**Materials provided**
⁂

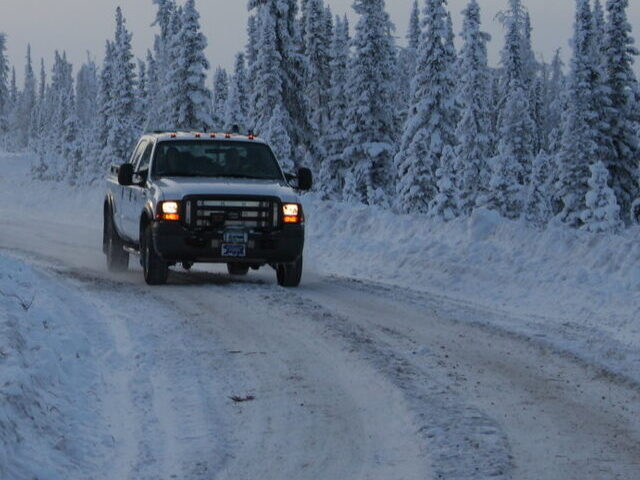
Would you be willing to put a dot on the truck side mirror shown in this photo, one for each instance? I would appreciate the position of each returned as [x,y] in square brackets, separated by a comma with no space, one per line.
[305,179]
[125,175]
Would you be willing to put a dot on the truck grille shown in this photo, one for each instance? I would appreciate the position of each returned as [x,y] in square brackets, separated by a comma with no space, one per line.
[221,213]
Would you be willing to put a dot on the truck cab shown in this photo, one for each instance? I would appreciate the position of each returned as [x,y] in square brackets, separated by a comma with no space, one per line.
[191,197]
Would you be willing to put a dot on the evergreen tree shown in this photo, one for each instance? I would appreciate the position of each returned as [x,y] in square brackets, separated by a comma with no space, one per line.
[4,87]
[511,167]
[430,128]
[538,209]
[158,62]
[318,74]
[87,92]
[237,108]
[530,64]
[283,18]
[600,33]
[579,147]
[406,65]
[188,104]
[555,104]
[602,212]
[26,105]
[331,179]
[253,33]
[220,97]
[623,117]
[445,204]
[105,105]
[279,139]
[473,132]
[142,93]
[267,93]
[121,122]
[370,118]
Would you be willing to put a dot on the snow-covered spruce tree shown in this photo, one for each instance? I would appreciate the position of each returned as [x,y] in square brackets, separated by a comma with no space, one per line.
[188,104]
[237,107]
[25,106]
[318,74]
[121,123]
[538,210]
[331,178]
[474,129]
[38,118]
[579,147]
[87,87]
[537,105]
[406,65]
[511,167]
[4,89]
[142,93]
[555,104]
[220,97]
[105,105]
[267,93]
[622,116]
[370,118]
[430,128]
[599,32]
[253,33]
[279,138]
[602,212]
[158,61]
[291,73]
[530,64]
[445,204]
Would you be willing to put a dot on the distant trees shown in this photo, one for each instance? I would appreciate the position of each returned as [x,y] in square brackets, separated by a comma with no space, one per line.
[420,128]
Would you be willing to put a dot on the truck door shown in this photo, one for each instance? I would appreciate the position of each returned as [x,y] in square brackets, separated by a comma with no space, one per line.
[126,200]
[139,192]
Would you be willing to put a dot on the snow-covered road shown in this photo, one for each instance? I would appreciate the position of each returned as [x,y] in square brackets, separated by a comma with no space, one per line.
[343,379]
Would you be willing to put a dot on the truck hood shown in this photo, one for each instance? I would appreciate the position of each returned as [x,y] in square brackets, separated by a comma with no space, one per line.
[178,188]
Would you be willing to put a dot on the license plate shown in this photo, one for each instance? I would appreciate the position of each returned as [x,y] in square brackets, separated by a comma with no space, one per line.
[234,250]
[236,237]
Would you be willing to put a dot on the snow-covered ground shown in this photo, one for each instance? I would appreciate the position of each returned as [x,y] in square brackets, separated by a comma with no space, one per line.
[414,349]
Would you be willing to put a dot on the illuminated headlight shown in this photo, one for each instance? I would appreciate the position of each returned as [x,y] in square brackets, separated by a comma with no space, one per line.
[292,213]
[291,209]
[170,207]
[169,211]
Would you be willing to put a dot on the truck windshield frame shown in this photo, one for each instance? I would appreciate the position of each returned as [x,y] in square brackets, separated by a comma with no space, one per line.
[215,159]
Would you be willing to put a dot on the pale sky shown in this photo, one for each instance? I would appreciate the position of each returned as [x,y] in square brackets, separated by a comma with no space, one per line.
[78,26]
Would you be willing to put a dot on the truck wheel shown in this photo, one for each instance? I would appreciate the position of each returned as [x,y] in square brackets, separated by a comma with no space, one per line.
[289,274]
[237,269]
[117,258]
[156,270]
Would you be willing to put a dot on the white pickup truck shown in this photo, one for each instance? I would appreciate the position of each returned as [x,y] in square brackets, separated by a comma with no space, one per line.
[189,197]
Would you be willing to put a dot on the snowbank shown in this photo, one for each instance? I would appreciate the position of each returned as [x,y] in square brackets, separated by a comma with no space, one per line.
[49,386]
[578,289]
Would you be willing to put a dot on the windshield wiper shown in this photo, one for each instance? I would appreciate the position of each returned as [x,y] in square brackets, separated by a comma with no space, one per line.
[248,177]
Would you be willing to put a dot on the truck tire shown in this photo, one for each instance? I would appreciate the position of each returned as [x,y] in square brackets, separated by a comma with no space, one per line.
[156,270]
[289,274]
[117,258]
[237,269]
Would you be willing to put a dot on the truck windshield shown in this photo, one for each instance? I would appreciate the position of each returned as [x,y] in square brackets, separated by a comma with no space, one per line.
[215,159]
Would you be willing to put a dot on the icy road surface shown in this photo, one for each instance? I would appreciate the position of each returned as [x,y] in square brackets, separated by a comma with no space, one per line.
[228,378]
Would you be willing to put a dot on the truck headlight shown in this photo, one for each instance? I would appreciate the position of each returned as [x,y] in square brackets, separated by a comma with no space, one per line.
[292,213]
[169,211]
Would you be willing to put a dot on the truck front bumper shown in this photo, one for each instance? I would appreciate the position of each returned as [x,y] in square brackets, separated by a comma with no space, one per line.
[175,243]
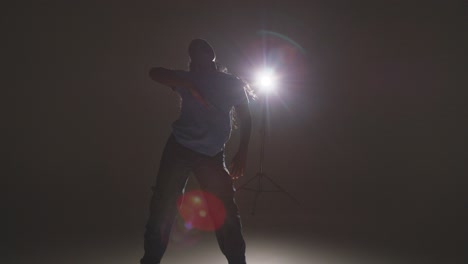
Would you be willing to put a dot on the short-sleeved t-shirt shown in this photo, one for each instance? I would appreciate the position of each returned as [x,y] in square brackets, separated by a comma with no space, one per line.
[207,129]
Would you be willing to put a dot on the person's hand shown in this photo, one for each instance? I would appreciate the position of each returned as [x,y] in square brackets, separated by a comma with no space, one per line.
[198,96]
[237,167]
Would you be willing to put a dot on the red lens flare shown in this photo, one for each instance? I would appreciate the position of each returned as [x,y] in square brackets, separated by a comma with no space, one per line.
[201,210]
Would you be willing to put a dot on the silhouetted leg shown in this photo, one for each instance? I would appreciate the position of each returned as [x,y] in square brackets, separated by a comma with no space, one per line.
[213,178]
[170,182]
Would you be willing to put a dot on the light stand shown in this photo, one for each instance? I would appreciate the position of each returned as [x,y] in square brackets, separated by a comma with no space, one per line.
[261,176]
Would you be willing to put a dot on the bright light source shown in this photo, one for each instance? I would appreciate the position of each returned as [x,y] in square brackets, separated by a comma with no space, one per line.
[266,80]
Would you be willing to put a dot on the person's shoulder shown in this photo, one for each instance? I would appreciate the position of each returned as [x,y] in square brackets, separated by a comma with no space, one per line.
[230,78]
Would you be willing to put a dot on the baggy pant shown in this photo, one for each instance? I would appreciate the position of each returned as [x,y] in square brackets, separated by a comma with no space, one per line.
[176,164]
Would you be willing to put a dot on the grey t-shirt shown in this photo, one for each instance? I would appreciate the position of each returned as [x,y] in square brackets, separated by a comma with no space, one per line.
[207,129]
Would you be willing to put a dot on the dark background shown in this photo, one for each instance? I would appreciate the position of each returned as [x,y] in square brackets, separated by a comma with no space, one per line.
[366,130]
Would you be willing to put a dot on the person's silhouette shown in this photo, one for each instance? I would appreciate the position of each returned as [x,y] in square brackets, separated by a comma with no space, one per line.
[197,145]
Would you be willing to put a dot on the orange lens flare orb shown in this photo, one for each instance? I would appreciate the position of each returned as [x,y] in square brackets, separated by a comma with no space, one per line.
[201,210]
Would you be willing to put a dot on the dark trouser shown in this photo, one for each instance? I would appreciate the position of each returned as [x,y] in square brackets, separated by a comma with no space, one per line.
[176,164]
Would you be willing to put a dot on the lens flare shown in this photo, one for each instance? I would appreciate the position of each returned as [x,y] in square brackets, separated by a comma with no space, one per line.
[201,210]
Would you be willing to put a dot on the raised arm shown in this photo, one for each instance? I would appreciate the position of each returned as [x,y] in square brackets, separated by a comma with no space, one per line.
[244,120]
[172,79]
[169,78]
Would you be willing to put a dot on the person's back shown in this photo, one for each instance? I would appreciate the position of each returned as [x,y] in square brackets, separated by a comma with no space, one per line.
[197,145]
[206,128]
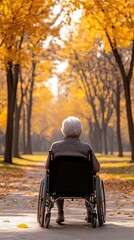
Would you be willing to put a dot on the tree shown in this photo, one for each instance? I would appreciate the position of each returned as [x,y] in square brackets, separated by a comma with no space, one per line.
[113,22]
[23,24]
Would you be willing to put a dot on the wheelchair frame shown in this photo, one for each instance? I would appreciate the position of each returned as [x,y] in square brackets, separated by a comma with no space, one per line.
[95,199]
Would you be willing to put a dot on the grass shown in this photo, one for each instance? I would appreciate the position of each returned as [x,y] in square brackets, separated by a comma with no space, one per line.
[115,167]
[112,166]
[23,162]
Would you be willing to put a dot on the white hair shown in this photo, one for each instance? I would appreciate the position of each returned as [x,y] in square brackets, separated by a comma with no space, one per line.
[71,127]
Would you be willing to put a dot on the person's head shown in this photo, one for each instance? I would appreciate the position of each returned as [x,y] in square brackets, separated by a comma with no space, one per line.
[71,127]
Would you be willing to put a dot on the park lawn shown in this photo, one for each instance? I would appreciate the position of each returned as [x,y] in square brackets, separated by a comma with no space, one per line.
[114,167]
[12,173]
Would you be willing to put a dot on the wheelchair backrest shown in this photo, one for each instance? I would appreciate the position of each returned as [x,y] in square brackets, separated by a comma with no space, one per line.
[70,176]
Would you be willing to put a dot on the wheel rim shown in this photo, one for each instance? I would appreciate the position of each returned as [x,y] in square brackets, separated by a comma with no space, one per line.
[39,202]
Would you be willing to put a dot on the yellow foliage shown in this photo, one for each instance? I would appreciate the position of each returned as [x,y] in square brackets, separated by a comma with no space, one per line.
[22,225]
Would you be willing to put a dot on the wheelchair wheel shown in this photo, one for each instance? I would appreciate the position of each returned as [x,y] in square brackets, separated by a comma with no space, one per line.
[42,202]
[94,221]
[47,220]
[100,200]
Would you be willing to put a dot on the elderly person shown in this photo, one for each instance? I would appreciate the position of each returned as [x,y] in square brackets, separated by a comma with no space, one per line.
[71,144]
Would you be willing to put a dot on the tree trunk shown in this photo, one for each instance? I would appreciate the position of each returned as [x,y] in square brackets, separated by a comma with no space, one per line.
[105,139]
[29,143]
[12,80]
[118,127]
[16,128]
[24,130]
[126,83]
[29,110]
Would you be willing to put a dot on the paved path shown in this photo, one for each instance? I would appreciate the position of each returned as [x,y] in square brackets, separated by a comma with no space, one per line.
[20,207]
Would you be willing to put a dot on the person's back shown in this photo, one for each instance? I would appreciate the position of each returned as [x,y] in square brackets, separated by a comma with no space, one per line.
[71,145]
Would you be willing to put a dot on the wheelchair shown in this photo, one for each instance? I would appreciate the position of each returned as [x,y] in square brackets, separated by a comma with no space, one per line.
[71,177]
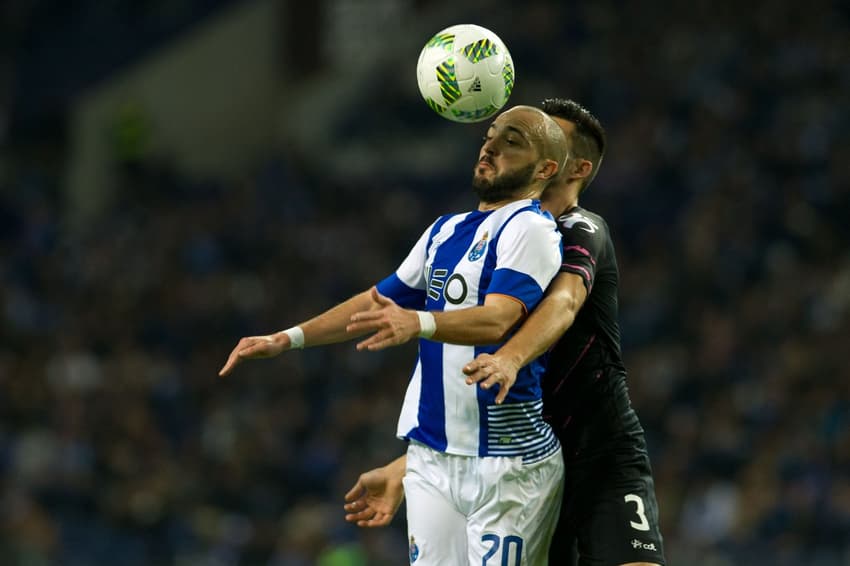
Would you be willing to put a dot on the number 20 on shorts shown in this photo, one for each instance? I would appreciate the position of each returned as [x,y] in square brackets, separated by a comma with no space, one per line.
[509,545]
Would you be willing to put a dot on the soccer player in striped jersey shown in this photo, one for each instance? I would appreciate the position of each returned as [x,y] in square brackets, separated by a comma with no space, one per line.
[483,479]
[609,514]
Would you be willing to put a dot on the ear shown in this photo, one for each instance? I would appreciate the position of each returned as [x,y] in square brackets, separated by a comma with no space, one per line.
[548,169]
[579,169]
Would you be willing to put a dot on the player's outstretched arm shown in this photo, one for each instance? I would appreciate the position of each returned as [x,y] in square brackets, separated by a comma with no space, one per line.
[393,325]
[326,328]
[552,317]
[377,495]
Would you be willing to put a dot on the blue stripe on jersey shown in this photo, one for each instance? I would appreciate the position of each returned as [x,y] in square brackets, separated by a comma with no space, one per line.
[397,290]
[432,403]
[432,424]
[527,386]
[518,285]
[519,429]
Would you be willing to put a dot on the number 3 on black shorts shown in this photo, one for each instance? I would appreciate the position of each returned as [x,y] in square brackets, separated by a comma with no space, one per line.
[642,524]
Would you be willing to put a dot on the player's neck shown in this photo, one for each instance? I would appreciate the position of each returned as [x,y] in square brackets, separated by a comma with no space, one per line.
[559,201]
[485,206]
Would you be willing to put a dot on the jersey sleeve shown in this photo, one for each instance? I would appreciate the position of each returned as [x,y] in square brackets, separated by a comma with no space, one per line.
[407,285]
[528,255]
[583,239]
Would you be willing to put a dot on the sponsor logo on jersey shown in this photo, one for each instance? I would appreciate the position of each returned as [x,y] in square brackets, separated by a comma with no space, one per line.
[413,550]
[576,218]
[478,249]
[644,545]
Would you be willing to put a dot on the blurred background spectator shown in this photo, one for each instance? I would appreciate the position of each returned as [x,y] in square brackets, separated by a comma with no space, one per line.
[174,175]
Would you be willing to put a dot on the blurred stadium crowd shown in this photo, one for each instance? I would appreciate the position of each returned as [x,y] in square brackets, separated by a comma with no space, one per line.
[727,187]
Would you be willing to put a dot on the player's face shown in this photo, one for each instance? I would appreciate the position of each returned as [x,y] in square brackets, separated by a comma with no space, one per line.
[508,159]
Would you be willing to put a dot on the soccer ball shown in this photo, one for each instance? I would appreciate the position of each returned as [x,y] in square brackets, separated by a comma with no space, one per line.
[465,73]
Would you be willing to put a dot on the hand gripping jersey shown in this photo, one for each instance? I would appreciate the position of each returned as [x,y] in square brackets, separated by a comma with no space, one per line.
[459,260]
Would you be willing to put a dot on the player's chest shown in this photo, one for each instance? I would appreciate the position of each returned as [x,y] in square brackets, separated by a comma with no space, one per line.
[458,267]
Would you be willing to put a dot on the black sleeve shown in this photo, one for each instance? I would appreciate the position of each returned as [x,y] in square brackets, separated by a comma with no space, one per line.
[583,238]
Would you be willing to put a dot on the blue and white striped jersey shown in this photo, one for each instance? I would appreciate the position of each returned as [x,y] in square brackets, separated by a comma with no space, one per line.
[461,258]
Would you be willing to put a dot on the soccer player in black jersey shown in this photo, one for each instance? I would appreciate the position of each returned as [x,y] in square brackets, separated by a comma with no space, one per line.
[609,514]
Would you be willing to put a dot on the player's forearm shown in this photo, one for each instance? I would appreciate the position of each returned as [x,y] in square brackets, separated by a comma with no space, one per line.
[547,323]
[329,327]
[474,326]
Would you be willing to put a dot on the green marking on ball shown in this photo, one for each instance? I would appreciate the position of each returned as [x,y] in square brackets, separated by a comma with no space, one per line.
[508,75]
[444,40]
[434,106]
[448,81]
[478,50]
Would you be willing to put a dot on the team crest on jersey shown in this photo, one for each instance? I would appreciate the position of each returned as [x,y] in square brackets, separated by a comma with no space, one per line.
[478,250]
[413,550]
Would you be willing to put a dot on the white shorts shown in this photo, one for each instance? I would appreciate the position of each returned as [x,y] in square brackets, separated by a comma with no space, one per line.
[480,511]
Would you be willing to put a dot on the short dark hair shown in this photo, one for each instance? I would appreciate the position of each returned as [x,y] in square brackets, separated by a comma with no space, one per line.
[588,139]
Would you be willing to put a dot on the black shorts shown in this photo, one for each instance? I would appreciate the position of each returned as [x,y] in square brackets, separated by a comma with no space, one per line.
[609,514]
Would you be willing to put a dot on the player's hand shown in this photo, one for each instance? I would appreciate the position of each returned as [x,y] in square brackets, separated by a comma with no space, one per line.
[375,498]
[490,370]
[391,324]
[255,347]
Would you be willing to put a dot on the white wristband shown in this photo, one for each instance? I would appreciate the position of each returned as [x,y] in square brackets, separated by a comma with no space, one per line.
[296,337]
[427,324]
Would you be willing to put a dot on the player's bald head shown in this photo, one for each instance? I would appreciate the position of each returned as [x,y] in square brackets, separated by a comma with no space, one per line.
[544,133]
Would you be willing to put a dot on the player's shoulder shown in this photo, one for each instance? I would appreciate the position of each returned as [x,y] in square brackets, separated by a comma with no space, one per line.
[578,218]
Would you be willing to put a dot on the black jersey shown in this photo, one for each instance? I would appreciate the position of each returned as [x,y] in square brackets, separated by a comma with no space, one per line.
[585,396]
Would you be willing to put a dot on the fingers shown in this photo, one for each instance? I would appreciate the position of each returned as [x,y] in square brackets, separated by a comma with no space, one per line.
[380,299]
[503,392]
[354,493]
[379,520]
[251,347]
[232,360]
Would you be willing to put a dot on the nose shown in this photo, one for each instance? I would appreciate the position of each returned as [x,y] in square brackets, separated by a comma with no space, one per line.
[489,147]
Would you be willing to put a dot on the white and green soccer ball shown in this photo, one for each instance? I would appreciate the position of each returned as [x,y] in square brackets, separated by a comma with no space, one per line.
[465,73]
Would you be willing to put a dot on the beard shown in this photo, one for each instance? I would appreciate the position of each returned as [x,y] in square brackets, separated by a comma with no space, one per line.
[504,186]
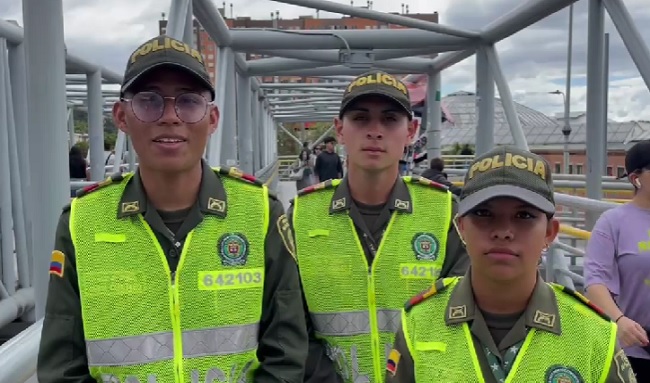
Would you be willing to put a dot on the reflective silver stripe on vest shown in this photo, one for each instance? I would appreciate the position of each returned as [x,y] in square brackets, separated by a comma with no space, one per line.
[159,347]
[221,341]
[355,322]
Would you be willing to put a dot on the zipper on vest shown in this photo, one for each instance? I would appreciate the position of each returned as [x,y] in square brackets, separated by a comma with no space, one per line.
[176,313]
[374,331]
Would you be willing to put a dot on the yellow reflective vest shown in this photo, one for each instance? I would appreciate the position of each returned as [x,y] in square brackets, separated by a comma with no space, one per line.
[144,324]
[444,353]
[355,307]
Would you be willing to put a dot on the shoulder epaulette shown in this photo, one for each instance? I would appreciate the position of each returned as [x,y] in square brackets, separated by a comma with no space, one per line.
[439,286]
[426,182]
[319,186]
[582,299]
[237,174]
[113,179]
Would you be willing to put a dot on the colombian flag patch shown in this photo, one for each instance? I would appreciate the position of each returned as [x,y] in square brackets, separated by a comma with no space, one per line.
[57,263]
[393,361]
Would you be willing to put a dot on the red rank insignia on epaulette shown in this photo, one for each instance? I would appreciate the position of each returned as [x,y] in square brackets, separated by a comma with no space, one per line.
[432,184]
[416,300]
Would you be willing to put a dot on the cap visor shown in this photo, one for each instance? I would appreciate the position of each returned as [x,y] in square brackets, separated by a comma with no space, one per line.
[175,65]
[473,200]
[379,93]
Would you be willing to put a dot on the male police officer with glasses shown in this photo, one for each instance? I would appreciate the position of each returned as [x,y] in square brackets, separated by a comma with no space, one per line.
[177,272]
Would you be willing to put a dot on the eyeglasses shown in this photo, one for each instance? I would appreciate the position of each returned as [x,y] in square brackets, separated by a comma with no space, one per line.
[150,106]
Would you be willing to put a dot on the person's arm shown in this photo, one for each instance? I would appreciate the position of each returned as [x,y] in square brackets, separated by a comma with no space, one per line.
[319,368]
[339,166]
[62,353]
[317,166]
[602,280]
[400,367]
[283,333]
[620,370]
[456,260]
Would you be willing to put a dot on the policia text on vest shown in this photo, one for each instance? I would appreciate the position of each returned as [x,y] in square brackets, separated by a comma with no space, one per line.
[354,302]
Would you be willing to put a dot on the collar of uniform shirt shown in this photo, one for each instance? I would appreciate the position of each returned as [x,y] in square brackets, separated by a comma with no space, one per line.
[541,313]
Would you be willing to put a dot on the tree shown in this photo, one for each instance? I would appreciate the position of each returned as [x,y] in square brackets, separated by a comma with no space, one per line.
[287,146]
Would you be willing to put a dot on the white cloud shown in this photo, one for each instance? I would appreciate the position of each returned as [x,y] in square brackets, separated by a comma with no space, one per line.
[533,60]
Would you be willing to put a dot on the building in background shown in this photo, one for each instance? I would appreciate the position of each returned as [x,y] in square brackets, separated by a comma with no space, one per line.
[208,47]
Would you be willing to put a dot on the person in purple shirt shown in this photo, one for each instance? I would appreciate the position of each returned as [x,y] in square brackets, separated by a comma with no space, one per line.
[617,263]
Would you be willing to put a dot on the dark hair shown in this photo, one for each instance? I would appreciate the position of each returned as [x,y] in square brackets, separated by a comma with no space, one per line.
[75,152]
[437,164]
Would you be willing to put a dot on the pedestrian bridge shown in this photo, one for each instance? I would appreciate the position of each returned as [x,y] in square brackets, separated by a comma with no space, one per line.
[44,83]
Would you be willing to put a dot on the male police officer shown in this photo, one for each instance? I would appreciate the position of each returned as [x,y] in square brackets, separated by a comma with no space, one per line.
[365,243]
[177,273]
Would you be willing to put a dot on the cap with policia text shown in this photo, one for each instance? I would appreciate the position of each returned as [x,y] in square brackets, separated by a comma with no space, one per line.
[377,83]
[507,171]
[165,51]
[638,157]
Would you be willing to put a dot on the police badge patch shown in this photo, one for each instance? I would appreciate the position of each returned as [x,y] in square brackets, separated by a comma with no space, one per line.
[233,249]
[563,374]
[425,246]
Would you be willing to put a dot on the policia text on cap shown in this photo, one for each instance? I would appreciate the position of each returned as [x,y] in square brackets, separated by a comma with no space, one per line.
[177,273]
[501,322]
[367,242]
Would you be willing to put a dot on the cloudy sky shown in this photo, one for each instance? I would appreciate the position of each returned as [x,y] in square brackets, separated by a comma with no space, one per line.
[534,60]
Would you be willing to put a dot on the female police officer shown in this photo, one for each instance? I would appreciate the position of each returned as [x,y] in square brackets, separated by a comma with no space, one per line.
[501,322]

⁂

**Written task**
Set down, word for word, every line from the line that holds "text on cap" to the end of the entries above, including both ends.

**Response**
Would you be willing to put a dot on the policia text on cap shown in this photo, one for each instance? I would appreciate the position of each returned as [x,y] in square brackets, separated by a comma with no space, one per line.
[177,273]
[501,322]
[367,242]
Would you be willing to put a dot on the cloudy sky shown in this photo, one for each instance? I would appreciate the position of each returned as [x,y] in square brackets, separated by a comma with no space, one per line.
[534,60]
Would you be willing to put a dot on the female police officer shown in this photo, one for each instance? I would appreciate the position of each returned as [x,y] in square brackets, separated by a comma with no space, one per line.
[501,322]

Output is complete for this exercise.